## TASK OBJECTIVE
Write out the lines below again, renaming "mask" to "region" everywhere it appears and leaving everything else unchanged.

## Spatial annotation records
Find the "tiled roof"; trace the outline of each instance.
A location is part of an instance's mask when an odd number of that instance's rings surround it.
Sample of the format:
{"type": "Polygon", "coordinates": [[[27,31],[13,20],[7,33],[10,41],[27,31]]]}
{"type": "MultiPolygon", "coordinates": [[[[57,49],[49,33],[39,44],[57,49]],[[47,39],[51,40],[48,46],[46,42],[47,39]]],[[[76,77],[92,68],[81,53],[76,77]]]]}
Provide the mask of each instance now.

## RESPONSE
Find the "tiled roof"; trace the outline of each instance.
A location is part of an instance's region when an odd number of that instance's rings surround it.
Sample of the format:
{"type": "Polygon", "coordinates": [[[27,31],[13,20],[7,33],[10,41],[27,31]]]}
{"type": "MultiPolygon", "coordinates": [[[[57,49],[49,33],[39,44],[57,49]],[[47,39],[51,40],[48,46],[46,42],[47,39]]],[[[76,77],[92,68],[81,53],[76,77]]]]}
Provide the region of each instance now.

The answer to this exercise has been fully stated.